→ Provided passage:
Neal Dingmann - SunTrust Robinson Humphrey, Inc.

Analyst

Got it. Got it. And then the last question, maybe for you, Tom, is just on, or maybe for Matt, is just on service costs in general. Obviously, yours are much lower than a lot of the other regions out there. But are you doing anything to lock in long-term contracts like a lot of others who are out there? Or just on completions in general if you could comment.

Tom Ward

Analyst

We are effectively hedged on the drilling side with the rigs that we own. And we look at the areas a little bit differently. In the Central Basin Platform, we use even less horsepower on our fracs than even in the Mississippian. But both of them are low-horsepower fracs. The Central Basin Platform has really very little service cost creep, except especially the very shallow vertical wells we drill. As you get into horizontal wells and move up from the 500- to 750-horsepower rigs up into the 1,000-horsepower rigs, we think there could be, as we look out into the future, some future costs creep in, in the area, and that's what we're going to try to keep away from. As you think about this, we were planning to go from 12 rigs at least 24 rigs next year. We know that other people in the play have bought very large amounts of acreage, and we assume that they will be moving up rig counts either through private equity or public companies as they start to develop the play. All of the Mississippian isn't that much different in this respect in that you only have a certain time period to get wells drilled. Now for us, fortunately, we were there early and have 3 years with 2-year options. So on very inexpensive leases. But lately, companies are having to take shorter and shorter term in order to get a hold of leases. And that will require more rigs to come in the area. So we anticipate that the Mississippian will have some kind of a pressure going forward in service costs, but not from high-pressure equipment that's being pressured around the United States in a lot of different areas. So it's different, but still we'll have some -- the Central Basin Platform, we just don't see anything other than labor and fuel as being an issue.

Neal Dingmann - SunTrust Robinson Humphrey, Inc.

Analyst

Got it. Okay, good answer.

Operator

Operator

And our next question is comes from Scott Hanold with RBC Capital Markets.

Scott Hanold - RBC Capital Markets, LLC

Analyst

Hey, Tom, you all talked about 3 options. Obviously, the fund gets to a much higher level of activity in the city next year. When you look at those options, can you kind of just broadly give us a description of how you think of each one of those and maybe your preference at this point?

Tom Ward

Analyst

Sure. The royalty trust structure, we like a lot. We continue -- if you have rates of return in excess of 100% and you have willing buyers at 10% rates of return and if you can do that in more scale, that would be our preference across the whole play. The problem is, as you know, is that they'd only -- we only had 42,000 acres in our AMI on the royalty trust that we just did. We will continue to look at that as an alternative moving forward. And along with that, we were interested in talking to potential partners for a joint venture. We don't know in what size that would be, but that's something that we'll evaluate. And the third option is that we just we keep more ourself. And so everything we're doing is with the idea that we like the play more than we did the last quarter, and we want to own more of this ourselves. So that is what we're trying to move towards.

→ Records drawn from a data source:

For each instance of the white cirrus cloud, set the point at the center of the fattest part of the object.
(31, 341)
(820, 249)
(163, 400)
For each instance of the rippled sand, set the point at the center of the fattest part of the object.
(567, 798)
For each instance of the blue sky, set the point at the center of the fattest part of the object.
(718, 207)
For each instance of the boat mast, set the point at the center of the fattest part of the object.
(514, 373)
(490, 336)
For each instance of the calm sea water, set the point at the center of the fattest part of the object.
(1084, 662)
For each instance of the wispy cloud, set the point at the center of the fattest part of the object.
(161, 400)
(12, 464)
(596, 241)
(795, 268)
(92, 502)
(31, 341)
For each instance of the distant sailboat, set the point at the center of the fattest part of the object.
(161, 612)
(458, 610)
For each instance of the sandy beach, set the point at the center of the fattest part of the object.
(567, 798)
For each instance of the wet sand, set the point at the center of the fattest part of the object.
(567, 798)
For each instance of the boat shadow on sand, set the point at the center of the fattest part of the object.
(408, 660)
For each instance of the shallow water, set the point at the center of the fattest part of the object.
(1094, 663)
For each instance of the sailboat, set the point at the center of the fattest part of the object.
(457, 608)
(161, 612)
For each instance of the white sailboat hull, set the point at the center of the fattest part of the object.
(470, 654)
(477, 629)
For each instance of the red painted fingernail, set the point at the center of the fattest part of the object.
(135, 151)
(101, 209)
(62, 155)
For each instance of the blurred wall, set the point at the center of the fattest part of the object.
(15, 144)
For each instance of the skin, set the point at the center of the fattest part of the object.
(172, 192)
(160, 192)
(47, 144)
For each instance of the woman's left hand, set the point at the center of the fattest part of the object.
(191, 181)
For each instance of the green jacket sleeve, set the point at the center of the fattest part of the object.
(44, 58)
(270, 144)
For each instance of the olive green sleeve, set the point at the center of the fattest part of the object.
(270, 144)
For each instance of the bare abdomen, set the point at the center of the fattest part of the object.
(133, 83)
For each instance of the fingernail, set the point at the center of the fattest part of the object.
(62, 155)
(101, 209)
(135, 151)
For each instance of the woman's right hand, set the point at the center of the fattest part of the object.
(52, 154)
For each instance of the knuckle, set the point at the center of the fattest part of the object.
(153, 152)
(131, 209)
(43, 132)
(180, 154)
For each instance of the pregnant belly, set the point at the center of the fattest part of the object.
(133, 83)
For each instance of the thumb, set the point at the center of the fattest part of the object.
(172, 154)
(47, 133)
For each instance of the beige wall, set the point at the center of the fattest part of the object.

→ The tasks:
(a) According to the earnings call transcript, what options does Tom Ward describe for developing the play? List all of them.
(b) Rewrite the paragraph of the earnings call transcript that begins "Sure. The royalty trust structure, we like a lot." as a concise bulleted list that keeps its main facts.
(c) Reproduce the earnings call transcript word for word, starting with "And our next" and going on through "at this point?".
None of these lines is needed for the work that follows.

→ Exercise results:
(a)
- A royalty trust structure
- A joint venture with potential partners
- Keeping more of the play for the company itself

(b)
- The royalty trust structure is well liked. With rates of return above 100% and willing buyers at 10% rates of return, it would be the preferred approach across the whole play if it could be done at greater scale.
- The limitation is that the recent royalty trust covered only 42,000 acres in the AMI. The structure remains an alternative going forward.
- The company is also interested in talking with potential partners about a joint venture. Its size is unknown, and it will be evaluated.
- The third option is to keep more of the play itself.
- The company likes the play more than it did last quarter and wants to own more of it, and it is moving in that direction.

(c)
And our next question is comes from Scott Hanold with RBC Capital Markets.

Scott Hanold - RBC Capital Markets, LLC

Analyst

Hey, Tom, you all talked about 3 options. Obviously, the fund gets to a much higher level of activity in the city next year. When you look at those options, can you kind of just broadly give us a description of how you think of each one of those and maybe your preference at this point?